**STATED EXERCISE**
Write out the lines word for word, starting with the line that has "Detection target: thumb" and going on through the line that has "[367,332,522,510]", both included. Leave the pictures out.

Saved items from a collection
^^^^
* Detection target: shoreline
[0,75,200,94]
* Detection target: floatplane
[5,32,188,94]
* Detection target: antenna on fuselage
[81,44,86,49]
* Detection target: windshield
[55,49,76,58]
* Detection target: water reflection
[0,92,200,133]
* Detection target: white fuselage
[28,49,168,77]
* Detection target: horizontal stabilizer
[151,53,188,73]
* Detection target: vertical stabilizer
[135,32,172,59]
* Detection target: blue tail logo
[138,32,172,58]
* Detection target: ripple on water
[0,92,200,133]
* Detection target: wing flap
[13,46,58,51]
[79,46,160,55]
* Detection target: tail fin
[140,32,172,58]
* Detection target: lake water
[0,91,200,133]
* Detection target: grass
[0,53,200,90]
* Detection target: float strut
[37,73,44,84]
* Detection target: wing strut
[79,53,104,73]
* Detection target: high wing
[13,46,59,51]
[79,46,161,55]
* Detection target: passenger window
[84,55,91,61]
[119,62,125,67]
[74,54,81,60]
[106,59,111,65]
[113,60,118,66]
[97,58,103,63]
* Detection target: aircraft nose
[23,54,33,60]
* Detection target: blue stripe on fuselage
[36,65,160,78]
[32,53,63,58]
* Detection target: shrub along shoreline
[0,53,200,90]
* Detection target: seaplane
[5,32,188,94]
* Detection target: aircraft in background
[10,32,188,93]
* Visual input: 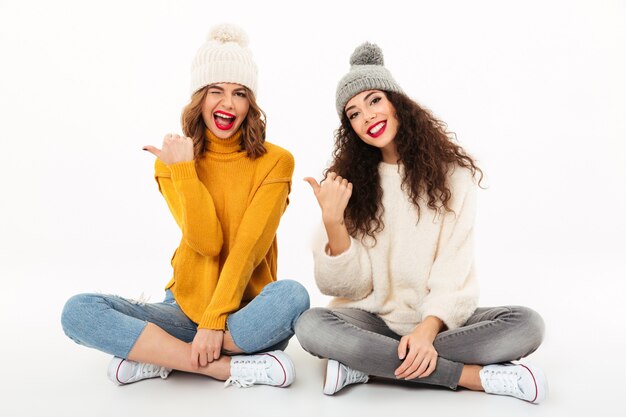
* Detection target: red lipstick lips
[213,110,235,130]
[367,120,387,138]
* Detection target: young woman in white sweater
[296,43,548,403]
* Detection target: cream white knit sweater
[313,163,478,335]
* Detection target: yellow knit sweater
[155,130,294,329]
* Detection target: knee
[270,279,310,317]
[61,294,98,339]
[511,306,545,356]
[295,307,329,352]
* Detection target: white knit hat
[191,24,258,95]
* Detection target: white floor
[0,255,626,417]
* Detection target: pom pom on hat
[335,42,403,118]
[350,42,385,65]
[191,23,258,95]
[208,23,248,48]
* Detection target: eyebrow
[209,85,246,93]
[345,91,378,113]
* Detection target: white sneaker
[107,356,172,385]
[224,350,296,388]
[480,363,548,404]
[324,359,369,395]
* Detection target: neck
[380,141,400,164]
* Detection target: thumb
[398,336,409,360]
[142,145,161,158]
[304,177,320,195]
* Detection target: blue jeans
[61,280,309,358]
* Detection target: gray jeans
[296,306,544,389]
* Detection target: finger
[141,145,161,158]
[398,351,423,378]
[398,336,409,359]
[405,357,430,379]
[420,355,437,378]
[200,353,209,367]
[396,347,418,378]
[304,177,320,194]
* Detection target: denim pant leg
[227,280,309,353]
[296,308,463,389]
[433,306,544,365]
[61,291,197,358]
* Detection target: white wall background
[0,0,626,414]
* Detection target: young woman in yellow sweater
[296,43,548,403]
[62,25,309,387]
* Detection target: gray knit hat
[191,24,258,95]
[336,42,403,118]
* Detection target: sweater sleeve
[198,153,294,330]
[313,231,373,300]
[420,168,478,329]
[154,159,223,256]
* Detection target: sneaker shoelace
[138,363,169,379]
[224,358,271,388]
[346,367,369,385]
[485,370,524,397]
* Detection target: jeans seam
[329,310,399,343]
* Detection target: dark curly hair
[324,91,483,240]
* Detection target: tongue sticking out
[213,113,235,130]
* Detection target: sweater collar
[204,129,242,154]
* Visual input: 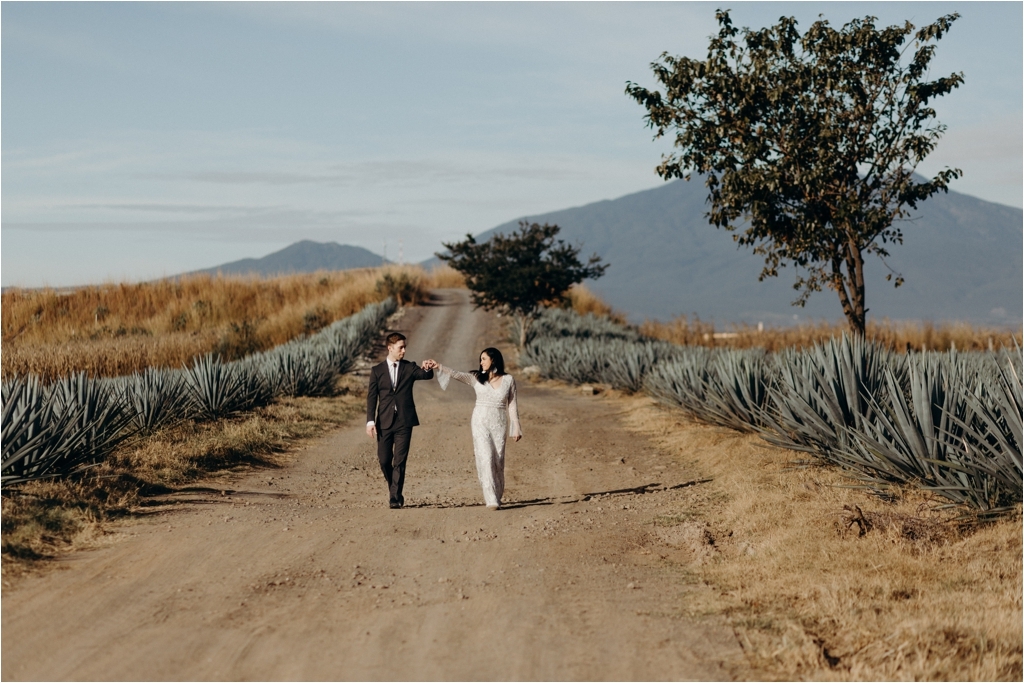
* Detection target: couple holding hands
[367,332,522,510]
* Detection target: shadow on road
[404,479,712,510]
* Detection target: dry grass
[424,264,466,290]
[2,377,366,577]
[623,397,1024,681]
[2,266,461,381]
[640,315,1021,351]
[567,285,626,325]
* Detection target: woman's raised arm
[509,376,522,441]
[437,362,476,390]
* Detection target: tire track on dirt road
[2,291,741,680]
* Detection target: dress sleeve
[437,364,476,390]
[509,375,522,437]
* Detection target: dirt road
[2,291,740,680]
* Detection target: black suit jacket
[367,360,434,434]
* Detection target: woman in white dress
[423,348,522,510]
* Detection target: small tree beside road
[437,221,608,348]
[626,11,964,335]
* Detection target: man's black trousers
[377,426,413,505]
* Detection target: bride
[423,348,522,510]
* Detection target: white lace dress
[437,366,522,507]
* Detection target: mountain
[427,178,1024,326]
[187,240,387,275]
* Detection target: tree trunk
[831,238,867,337]
[516,313,534,351]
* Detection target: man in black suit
[367,332,434,509]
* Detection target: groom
[367,332,434,510]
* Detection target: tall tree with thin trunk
[626,11,964,335]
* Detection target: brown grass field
[0,266,462,381]
[640,315,1021,351]
[612,392,1024,681]
[2,282,1024,680]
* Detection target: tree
[437,221,608,348]
[626,11,964,334]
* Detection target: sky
[0,1,1024,287]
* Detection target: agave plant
[0,375,87,485]
[2,374,131,484]
[122,368,188,432]
[50,373,134,473]
[2,299,396,485]
[761,335,903,456]
[509,308,643,344]
[184,353,262,420]
[833,352,1022,513]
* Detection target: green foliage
[626,11,964,334]
[437,221,608,348]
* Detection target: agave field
[513,309,1024,514]
[2,298,396,486]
^^^^
**ANSWER TO THE TASK**
* Detection target: thumb
[398,336,409,360]
[142,145,161,158]
[304,177,320,195]
* Detection target: blue jeans
[61,280,309,358]
* Detection target: gray jeans
[296,306,544,389]
* Detection target: finger
[141,145,161,158]
[398,351,423,378]
[398,336,409,359]
[405,357,430,379]
[420,355,437,378]
[200,353,209,367]
[396,347,418,378]
[304,177,320,194]
* Detection target: denim pant leg
[227,280,309,353]
[296,308,463,389]
[433,306,544,365]
[61,291,197,358]
* Detection target: white wall background
[0,0,626,414]
* Detection target: young woman in yellow sweater
[296,43,548,403]
[62,25,309,387]
* Detection target: gray knit hat
[191,24,258,95]
[336,42,403,118]
* Detection target: sweater sleeve
[198,153,294,330]
[313,231,373,300]
[420,168,478,329]
[154,159,223,256]
* Detection target: sneaker shoelace
[138,363,169,379]
[224,358,271,388]
[346,367,369,385]
[485,370,524,397]
* Detection target: jeans seam
[329,310,399,343]
* Detection target: dark curly hair
[324,91,483,240]
* Detection target: tongue sticking out
[213,113,235,130]
* Detection target: sweater collar
[204,129,242,154]
* Visual input: 
* Detection target: couple holding hands
[367,332,522,510]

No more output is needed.